START Data shown

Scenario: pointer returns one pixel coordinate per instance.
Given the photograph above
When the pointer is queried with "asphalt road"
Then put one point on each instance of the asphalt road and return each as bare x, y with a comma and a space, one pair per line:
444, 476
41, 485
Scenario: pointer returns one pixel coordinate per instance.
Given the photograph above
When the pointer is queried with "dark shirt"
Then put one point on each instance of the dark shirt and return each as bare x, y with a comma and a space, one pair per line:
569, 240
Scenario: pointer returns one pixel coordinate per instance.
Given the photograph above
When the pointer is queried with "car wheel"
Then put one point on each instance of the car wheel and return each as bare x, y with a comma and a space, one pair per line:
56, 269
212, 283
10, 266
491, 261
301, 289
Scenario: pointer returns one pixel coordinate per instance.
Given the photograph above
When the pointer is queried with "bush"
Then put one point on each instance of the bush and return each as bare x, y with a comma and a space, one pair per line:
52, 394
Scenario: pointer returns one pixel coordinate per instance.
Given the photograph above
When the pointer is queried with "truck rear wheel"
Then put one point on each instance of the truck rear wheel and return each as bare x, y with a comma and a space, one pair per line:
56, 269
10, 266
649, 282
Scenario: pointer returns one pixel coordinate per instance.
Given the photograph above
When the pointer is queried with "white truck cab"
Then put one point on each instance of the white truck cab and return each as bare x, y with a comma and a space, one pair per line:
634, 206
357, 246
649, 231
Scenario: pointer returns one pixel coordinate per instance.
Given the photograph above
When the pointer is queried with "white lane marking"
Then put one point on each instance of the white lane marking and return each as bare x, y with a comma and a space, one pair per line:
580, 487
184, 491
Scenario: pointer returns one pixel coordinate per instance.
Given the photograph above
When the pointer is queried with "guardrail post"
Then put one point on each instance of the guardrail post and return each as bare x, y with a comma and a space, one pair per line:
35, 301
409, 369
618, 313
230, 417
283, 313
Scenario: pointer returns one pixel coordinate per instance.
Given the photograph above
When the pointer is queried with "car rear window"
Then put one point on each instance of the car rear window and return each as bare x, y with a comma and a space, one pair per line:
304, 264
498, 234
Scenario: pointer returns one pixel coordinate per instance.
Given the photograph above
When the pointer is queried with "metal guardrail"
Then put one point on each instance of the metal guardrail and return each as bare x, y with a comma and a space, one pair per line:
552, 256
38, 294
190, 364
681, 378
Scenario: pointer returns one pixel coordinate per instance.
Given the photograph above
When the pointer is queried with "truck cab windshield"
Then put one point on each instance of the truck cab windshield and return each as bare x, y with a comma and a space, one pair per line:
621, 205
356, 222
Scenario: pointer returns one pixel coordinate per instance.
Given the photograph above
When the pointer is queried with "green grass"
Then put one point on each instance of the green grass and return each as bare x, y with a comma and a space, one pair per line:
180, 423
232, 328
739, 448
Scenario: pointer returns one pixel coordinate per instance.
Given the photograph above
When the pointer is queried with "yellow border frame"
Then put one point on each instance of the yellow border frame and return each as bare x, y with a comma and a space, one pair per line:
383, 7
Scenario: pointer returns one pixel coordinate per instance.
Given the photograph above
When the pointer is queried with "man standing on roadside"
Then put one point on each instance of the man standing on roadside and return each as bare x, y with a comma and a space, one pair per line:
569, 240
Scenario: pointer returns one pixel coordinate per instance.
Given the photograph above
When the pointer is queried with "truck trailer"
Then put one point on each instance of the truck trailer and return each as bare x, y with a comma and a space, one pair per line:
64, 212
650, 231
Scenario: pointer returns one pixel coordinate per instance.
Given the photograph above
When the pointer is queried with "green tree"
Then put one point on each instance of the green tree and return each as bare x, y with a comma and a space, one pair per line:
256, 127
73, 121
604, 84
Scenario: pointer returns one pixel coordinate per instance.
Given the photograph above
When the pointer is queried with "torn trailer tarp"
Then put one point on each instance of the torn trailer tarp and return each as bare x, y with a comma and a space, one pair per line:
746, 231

END Data shown

Problem statement:
The material above is to be transcribed in full, exactly as it stands.

Answer to the problem:
Scenario: pointer returns one pixel coordinate per instance.
Given the photograph above
When the pointer is queried with "asphalt road"
Then put one point on each instance of the asphalt road and return each as bare x, y with a comma and a space, one pair per line:
444, 476
41, 485
Scenario: pointer returns one pixel coordinate per instance.
Given the photograph above
When the pointer is queried with "dark shirt"
Then put one point on each instance of the dark shirt and return each as bare x, y with a comma and a space, one pair per line:
569, 240
Scenario: pointer returns one pixel coordinate per instance.
Given the photograph above
When the pointer is queried with "car wheel"
Then put one point on each instance of the car wheel and return each as bare x, y with a comma and a space, one pair per line:
56, 269
212, 283
10, 266
491, 261
301, 289
Scenario: pointer returns one pixel coordinate per instance.
Given the photograph above
When the pointer is queried with "bush"
Then put one point on each instance of the bush and return each as bare x, y with a comma and a space, one pair per line:
52, 394
Scenario: pointer returns one pixel coordinate per instance.
Given the photograph above
When the pointer is queried with "truck rear wheel"
Then put one point on each instance of the truck rear wheel and return each as bare x, y with a comma and a space, one pair per line:
56, 269
10, 266
649, 282
Scenario: pointer returns one pixel coordinate per instance.
Given the photograph above
When the pointer is queried with "white truck cab"
Then put one point on each instance of the white truck cab and return each as bare x, y with a comma and a space, one pair per line:
634, 206
357, 246
649, 231
Scenario: pointer returns one pixel coordinate per instance.
Given the photograph above
When the pointer is queried with "white lane marking"
Then put one point on each instance of the white lane marking and return each as bare x, y with a comma and a space, one pair per line:
580, 487
184, 491
Scenario: pointer returns one pixel coordinate per instance.
Given the photograph above
When the pointer is queried with "guardrail post"
Then put one point on each instance of the guardrail post and return each as bare x, y with a comma and a space, one pair per line:
35, 301
409, 369
618, 313
230, 417
283, 313
Scenario: pointer returns one pixel coordinate per instance.
Given the photograph above
When the pointer is queried with "car rear window"
Then put one point on each instance of the car rear window and return each as bare x, y with a comma and a space, one pair per line:
304, 264
498, 234
Scenario: pointer returns one pixel coordinate per instance.
Given the photograph above
When the pointer is queried with "metal guardrail"
Then put one point on each instance of the metal guardrail and return each as bare x, y with a comma and a space, one pair per line:
552, 256
38, 294
190, 364
681, 378
Scenario: pointer returns one pixel coordinate per instance.
Given the photograph above
When the pointer is queried with "truck cab windshield"
Then put one point on each instance of the truck cab windshield and return each as bare x, y with a comma and a space, one pair per line:
621, 205
356, 222
Scenario: pointer returns one pixel coordinate per instance.
Given the photograph above
When the pointer is queried with "green grass"
Then put one point on each instance of the green grass and return each as bare x, y with a comma and a space, one pair per line:
180, 423
232, 328
739, 448
Scenario: pointer returns one pixel coordinate per instance.
Given the photograph above
When the pointer is queried with "yellow border frame"
Then put one point on each instance of the yellow border frame and return each as bare x, y with a comma and a space, one pair per line:
383, 7
Scenario: pointer returns one pixel coordinate per instance.
Given the photograph above
When the pointer is queried with "man standing on roadside"
Then put one point on each instance of the man standing on roadside and return each as bare x, y with a comma and a space, one pair per line:
569, 240
Scenario: pointer returns one pixel coordinate per instance.
Given the photograph above
When the pointer is queried with "truck trailer"
Then put one point on each instance of the truck trailer and return each as bare x, y with a comma and a space, one pair per line:
64, 212
650, 231
Scenario: pointer returns one pixel coordinate per instance.
Given the photograph above
When the pointer is queried with "green tree"
Then put one point on each instance of the green tree and return each as bare x, y with a comma and a space, one pair per line:
256, 127
73, 121
604, 84
Scenario: pointer returns one pixel coordinate per instance.
Given the photograph above
When the pointer is queried with "torn trailer tarp"
Then put one point on each instance of the torn trailer tarp and return each as bare x, y with a comma and a space, one pair per line:
746, 231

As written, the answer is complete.